■ TASK STATEMENT
Reprint every entry, character for character.

■ EXTRACTED RECORDS
───
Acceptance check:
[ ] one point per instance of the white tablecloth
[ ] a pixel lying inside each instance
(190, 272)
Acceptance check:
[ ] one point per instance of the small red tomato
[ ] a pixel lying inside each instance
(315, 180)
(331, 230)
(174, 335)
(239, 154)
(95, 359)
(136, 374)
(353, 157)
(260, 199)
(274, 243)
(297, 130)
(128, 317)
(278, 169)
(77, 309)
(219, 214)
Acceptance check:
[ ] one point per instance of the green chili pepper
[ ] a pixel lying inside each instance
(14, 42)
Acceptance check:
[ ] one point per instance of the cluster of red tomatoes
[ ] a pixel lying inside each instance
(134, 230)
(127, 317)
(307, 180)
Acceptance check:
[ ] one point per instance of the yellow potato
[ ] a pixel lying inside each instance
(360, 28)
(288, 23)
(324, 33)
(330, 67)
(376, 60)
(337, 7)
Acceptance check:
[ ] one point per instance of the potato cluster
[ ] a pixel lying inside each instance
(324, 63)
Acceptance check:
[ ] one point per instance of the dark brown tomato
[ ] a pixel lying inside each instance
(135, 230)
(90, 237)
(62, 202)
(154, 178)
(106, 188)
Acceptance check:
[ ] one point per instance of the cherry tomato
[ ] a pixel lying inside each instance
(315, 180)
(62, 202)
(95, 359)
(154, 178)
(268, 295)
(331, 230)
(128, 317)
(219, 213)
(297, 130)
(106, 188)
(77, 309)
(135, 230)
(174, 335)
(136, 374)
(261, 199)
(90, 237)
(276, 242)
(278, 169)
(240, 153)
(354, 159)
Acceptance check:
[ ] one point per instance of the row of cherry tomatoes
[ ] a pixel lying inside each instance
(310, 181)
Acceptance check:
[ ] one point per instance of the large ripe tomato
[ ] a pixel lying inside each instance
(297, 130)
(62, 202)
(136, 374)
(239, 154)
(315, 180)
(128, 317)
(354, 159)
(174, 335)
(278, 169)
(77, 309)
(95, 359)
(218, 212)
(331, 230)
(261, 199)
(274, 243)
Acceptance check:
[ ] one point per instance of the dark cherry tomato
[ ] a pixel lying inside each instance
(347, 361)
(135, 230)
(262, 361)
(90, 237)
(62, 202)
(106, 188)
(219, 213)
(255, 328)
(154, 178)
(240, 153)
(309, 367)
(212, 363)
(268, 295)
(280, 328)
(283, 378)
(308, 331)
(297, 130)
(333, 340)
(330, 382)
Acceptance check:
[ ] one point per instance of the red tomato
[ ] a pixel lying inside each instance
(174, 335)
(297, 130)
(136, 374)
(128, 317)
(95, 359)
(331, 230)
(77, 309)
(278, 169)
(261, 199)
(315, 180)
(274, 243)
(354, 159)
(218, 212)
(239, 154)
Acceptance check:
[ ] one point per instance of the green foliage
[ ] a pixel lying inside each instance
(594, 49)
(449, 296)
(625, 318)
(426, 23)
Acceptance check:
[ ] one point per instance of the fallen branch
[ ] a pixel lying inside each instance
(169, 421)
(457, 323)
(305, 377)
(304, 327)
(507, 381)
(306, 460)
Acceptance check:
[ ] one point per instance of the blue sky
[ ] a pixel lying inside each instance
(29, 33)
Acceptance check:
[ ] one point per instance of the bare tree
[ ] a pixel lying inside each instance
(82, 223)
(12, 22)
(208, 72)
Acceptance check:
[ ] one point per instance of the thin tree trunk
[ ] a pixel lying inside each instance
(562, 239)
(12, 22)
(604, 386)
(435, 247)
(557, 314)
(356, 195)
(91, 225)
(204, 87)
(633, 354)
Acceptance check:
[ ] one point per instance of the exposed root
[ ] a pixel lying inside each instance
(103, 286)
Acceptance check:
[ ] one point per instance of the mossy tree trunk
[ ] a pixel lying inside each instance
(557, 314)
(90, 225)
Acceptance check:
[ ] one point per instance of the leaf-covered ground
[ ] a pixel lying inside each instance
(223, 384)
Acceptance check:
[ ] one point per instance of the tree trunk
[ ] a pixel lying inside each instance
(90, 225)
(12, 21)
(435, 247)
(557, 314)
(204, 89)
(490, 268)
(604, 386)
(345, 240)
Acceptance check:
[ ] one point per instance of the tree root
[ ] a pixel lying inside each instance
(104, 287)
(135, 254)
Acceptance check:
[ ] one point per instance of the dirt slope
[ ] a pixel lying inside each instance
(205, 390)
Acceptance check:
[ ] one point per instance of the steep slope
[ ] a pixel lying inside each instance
───
■ RESULT BELOW
Acceptance check:
[ ] one point per instance of the white tablecloth
[ ] a pixel lying inside each instance
(190, 272)
Acceptance check:
[ ] one point per instance of the small red tomato
[ ] a pixel lying inside each instance
(315, 180)
(331, 230)
(174, 335)
(239, 154)
(95, 359)
(136, 374)
(353, 157)
(260, 199)
(274, 243)
(297, 130)
(128, 317)
(278, 169)
(77, 309)
(219, 214)
Acceptance check:
[ ] one point per instance of the green chili pepper
[ ] a pixel lying inside each instance
(14, 42)
Acceptance check:
[ ] one point per instance of the cluster of red tomatoes
[ ] a pixel lying inside each instance
(134, 230)
(127, 317)
(307, 180)
Acceptance check:
[ ] one point per instance of the yellow potato
[ ] a pixel lying inside each instance
(360, 28)
(288, 23)
(324, 33)
(330, 67)
(376, 60)
(337, 7)
Acceptance check:
[ ] one point per instance of the potato cluster
[ ] a pixel lying inside each instance
(324, 63)
Acceptance check:
[ ] one point per instance of the dark brown tomato
[ ] a pixel lying inside each instance
(135, 230)
(90, 237)
(62, 202)
(154, 178)
(106, 188)
Acceptance check:
[ ] one point per instance of the cherry tomato
[ ] a pixel lying inside each instance
(315, 180)
(62, 202)
(95, 359)
(154, 178)
(268, 295)
(331, 230)
(128, 317)
(219, 213)
(297, 130)
(106, 188)
(77, 309)
(135, 230)
(174, 335)
(136, 374)
(261, 199)
(90, 237)
(276, 242)
(278, 169)
(240, 153)
(354, 159)
Acceptance check:
[ ] one point per instance of the row of cherry tomatoes
[ ] a pixel lying inside each instance
(310, 181)
Acceptance check:
[ ] one point per instance of the large ripe tomato
[ ] a pixel lying inside each instance
(297, 130)
(62, 202)
(136, 374)
(239, 154)
(315, 180)
(128, 317)
(354, 159)
(174, 335)
(278, 169)
(77, 309)
(95, 359)
(218, 212)
(331, 230)
(261, 199)
(274, 243)
Acceptance check:
[ ] one point per instance of the dark cherry tomato
[ ] a pixel lying inside each instance
(347, 361)
(135, 230)
(262, 361)
(90, 237)
(62, 202)
(106, 188)
(219, 213)
(255, 328)
(154, 178)
(240, 153)
(309, 367)
(212, 363)
(268, 295)
(280, 328)
(283, 378)
(308, 331)
(297, 130)
(333, 340)
(330, 382)
Acceptance check:
[ ] one point per instance of the red tomato
[ ] a pixel lying inside each instance
(174, 335)
(297, 130)
(136, 374)
(128, 317)
(95, 359)
(331, 230)
(77, 309)
(278, 169)
(261, 199)
(315, 180)
(274, 243)
(354, 159)
(218, 212)
(239, 154)
Acceptance check:
[ ] one point per instance of the green foliage
[ ] a pixel lying inside each instance
(594, 49)
(449, 296)
(625, 318)
(426, 23)
Acceptance check:
[ ] one point per instance of the fallen branch
[ ] a pixel lying inside each instance
(169, 421)
(457, 323)
(305, 377)
(304, 327)
(507, 381)
(306, 460)
Acceptance check:
[ ] one point per instance of the blue sky
[ ] a pixel lying inside each instance
(29, 33)
Acceptance check:
[ ] one point per instance of the bare tree
[ ] a pixel lying inside each instance
(82, 223)
(12, 22)
(208, 72)
Acceptance check:
[ ] one point per instance of the thin tree trunk
[ ] a pixel lying inside each instance
(562, 239)
(12, 22)
(604, 386)
(435, 247)
(557, 314)
(356, 195)
(91, 225)
(204, 87)
(633, 354)
Acceptance check:
[ ] one point per instance of the exposed root
[ ] a pixel lying inside each instance
(103, 286)
Acceptance check:
[ ] one point per instance of the mossy tree trunk
[ ] a pixel lying inside each instance
(557, 314)
(90, 225)
Acceptance check:
[ ] one point per instance of the leaf-covered ground
[ ] a pixel lying inside each instance
(223, 384)
Acceptance check:
[ ] one point per instance of the tree trunk
[ ] a pixel lying inside each instance
(90, 225)
(12, 21)
(435, 247)
(557, 314)
(204, 89)
(490, 268)
(604, 386)
(345, 240)
Acceptance check:
[ ] one point per instance of the tree root
[ ] a pixel lying inside each instance
(104, 287)
(135, 254)
Acceptance check:
[ ] one point per instance of the dirt slope
[ ] a pixel lying inside each instance
(205, 390)
Acceptance check:
[ ] one point per instance of the steep slope
[ ] a pixel lying inside each instance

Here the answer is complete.